>> Begin

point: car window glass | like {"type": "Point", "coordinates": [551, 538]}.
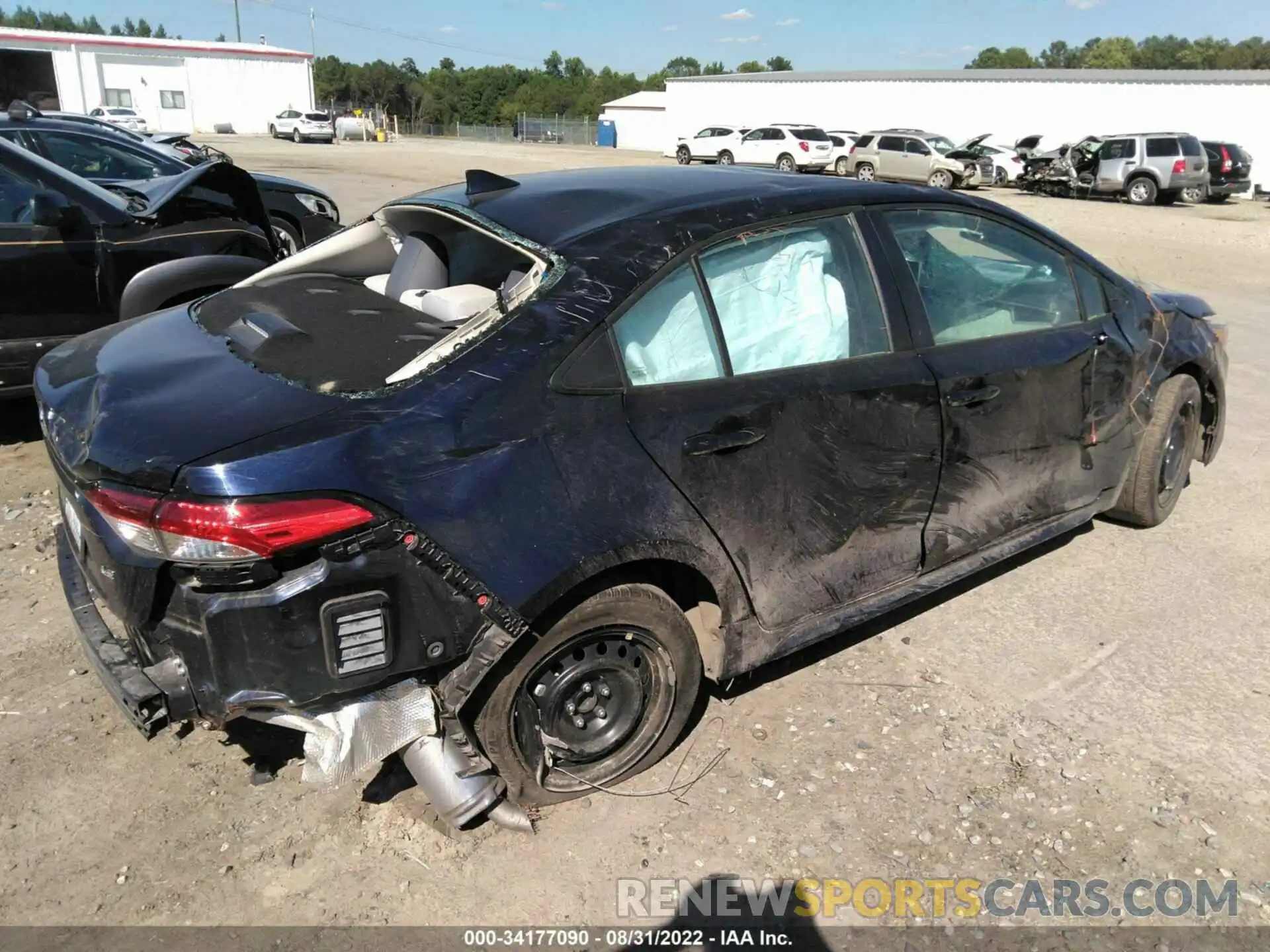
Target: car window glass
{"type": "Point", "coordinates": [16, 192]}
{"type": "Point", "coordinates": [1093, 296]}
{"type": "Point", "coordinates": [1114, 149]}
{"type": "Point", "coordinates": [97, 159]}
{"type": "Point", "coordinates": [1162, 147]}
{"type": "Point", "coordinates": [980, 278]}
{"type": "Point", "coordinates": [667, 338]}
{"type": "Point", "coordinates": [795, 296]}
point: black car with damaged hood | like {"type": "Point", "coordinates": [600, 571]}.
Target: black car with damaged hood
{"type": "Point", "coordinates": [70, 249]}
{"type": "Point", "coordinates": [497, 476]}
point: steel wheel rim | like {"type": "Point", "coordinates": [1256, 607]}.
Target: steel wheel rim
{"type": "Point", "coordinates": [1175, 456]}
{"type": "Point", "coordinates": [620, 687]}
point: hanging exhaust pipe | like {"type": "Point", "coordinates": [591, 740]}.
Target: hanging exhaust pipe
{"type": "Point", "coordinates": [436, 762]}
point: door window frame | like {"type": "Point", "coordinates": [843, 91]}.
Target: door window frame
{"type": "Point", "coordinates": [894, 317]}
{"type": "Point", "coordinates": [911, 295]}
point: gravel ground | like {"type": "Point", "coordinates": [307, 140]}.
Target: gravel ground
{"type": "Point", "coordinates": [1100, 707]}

>> End

> **Given request**: Copy every one of the records above line for line, leaving out the pictures.

> **Written solution**:
point: car window glass | like {"type": "Point", "coordinates": [551, 538]}.
Target: car window glass
{"type": "Point", "coordinates": [16, 192]}
{"type": "Point", "coordinates": [1093, 296]}
{"type": "Point", "coordinates": [1114, 149]}
{"type": "Point", "coordinates": [97, 159]}
{"type": "Point", "coordinates": [1162, 147]}
{"type": "Point", "coordinates": [980, 278]}
{"type": "Point", "coordinates": [667, 338]}
{"type": "Point", "coordinates": [795, 296]}
point: black car with damaged hood | like {"type": "Point", "coordinates": [600, 571]}.
Target: black car with damaged hood
{"type": "Point", "coordinates": [70, 249]}
{"type": "Point", "coordinates": [497, 476]}
point: steel wheel rim | like {"type": "Point", "coordinates": [1256, 607]}.
Target: steel wheel rim
{"type": "Point", "coordinates": [1175, 456]}
{"type": "Point", "coordinates": [620, 687]}
point: hanging exhaust pipe | like {"type": "Point", "coordinates": [591, 740]}.
Target: hanging exhaust pipe
{"type": "Point", "coordinates": [436, 762]}
point: door window frame | like {"type": "Point", "coordinates": [843, 91]}.
Target: door window frame
{"type": "Point", "coordinates": [894, 317]}
{"type": "Point", "coordinates": [911, 295]}
point: gravel ground | like {"type": "Point", "coordinates": [307, 140]}.
Target: gravel ground
{"type": "Point", "coordinates": [1100, 707]}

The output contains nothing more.